### Document excerpt
————————
Child’s play creates jobs
At Sandvik's manufacturing facility in Pune, the day care center has opened up big opportunities to attract employees with diverse perspectives. One way of walking the talk when it comes to diversity and inclusion.
Anshul is barely 3 years old, but when he wakes up every morning he says, "I have to go to Sandvik."
No, the Sandvik headquarters in Pune, India, does of course not employ children. But ever since his mother, Sonali Mulay, General Manager, Technology Management, returned from maternity leave, Anshul has been accompanying her to the spacious and cheerful day care center, set up in 2010.
"He gets milk and meals every two hours, participates in activities such as storytelling and has developed good habits," Mulay says. "Unlike his sister, who I had to feed till she was 3, Anshul has fed himself since he was 1, which is amazing."
————————
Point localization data
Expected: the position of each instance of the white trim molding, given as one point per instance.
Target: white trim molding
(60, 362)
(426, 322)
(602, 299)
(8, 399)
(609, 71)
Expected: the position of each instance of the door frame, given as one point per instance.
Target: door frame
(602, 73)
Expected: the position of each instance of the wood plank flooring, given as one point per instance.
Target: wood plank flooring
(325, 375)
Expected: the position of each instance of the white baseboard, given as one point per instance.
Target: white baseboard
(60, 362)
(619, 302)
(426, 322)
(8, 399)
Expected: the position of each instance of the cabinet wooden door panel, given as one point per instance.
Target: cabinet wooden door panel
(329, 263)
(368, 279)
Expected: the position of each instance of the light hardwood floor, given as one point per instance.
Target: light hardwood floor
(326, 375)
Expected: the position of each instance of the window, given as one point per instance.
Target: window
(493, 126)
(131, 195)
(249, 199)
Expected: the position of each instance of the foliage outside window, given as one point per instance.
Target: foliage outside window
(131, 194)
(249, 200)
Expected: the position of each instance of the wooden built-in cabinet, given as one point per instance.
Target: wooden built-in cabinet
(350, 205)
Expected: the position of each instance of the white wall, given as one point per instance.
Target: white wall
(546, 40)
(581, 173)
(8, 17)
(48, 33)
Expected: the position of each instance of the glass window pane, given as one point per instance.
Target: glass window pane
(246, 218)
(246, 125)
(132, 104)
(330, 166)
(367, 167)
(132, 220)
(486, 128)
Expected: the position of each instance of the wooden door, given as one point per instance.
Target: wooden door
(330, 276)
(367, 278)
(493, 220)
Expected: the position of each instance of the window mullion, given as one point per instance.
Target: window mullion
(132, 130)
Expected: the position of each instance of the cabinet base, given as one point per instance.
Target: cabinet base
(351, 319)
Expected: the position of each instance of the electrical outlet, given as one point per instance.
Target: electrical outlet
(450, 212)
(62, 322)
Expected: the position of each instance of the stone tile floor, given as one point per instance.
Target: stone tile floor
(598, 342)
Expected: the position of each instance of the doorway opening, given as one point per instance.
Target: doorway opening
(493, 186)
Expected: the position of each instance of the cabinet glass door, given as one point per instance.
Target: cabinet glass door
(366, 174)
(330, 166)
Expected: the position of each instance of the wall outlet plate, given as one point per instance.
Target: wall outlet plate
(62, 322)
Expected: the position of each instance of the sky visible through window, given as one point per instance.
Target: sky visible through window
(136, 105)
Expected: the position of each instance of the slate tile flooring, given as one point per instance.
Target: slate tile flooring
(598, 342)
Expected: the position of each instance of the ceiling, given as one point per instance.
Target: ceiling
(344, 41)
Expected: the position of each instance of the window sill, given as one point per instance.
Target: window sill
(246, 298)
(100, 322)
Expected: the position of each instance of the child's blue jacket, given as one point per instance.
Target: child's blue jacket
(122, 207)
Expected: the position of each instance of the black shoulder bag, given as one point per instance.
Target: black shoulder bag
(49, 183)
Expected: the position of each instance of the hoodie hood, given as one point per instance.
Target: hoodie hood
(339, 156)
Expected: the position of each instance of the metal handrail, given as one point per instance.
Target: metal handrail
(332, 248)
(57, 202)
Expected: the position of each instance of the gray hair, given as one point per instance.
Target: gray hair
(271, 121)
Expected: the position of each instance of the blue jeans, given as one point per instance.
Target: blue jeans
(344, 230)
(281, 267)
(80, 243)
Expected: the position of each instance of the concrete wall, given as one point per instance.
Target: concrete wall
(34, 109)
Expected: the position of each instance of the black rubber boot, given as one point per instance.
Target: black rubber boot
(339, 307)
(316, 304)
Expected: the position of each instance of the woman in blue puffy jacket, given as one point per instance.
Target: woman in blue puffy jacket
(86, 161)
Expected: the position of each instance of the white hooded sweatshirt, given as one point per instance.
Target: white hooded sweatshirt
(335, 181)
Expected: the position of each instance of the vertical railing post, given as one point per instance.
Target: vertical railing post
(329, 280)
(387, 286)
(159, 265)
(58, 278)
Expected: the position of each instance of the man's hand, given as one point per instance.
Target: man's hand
————————
### Problem A
Copy the article on the Sandvik day care center between "No, the Sandvik" and "up in 2010.", inclusive.
### Problem B
According to Mulay's quote in the article on the Sandvik day care center, what does Anshul get, do, or develop at the center? List each item.
### Problem C
In the article on the Sandvik day care center, what year was the center set up?

### Exercise result A
No, the Sandvik headquarters in Pune, India, does of course not employ children. But ever since his mother, Sonali Mulay, General Manager, Technology Management, returned from maternity leave, Anshul has been accompanying her to the spacious and cheerful day care center, set up in 2010.

### Exercise result B
- Milk and meals every two hours
- Activities such as storytelling
- Good habits

### Exercise result C
2010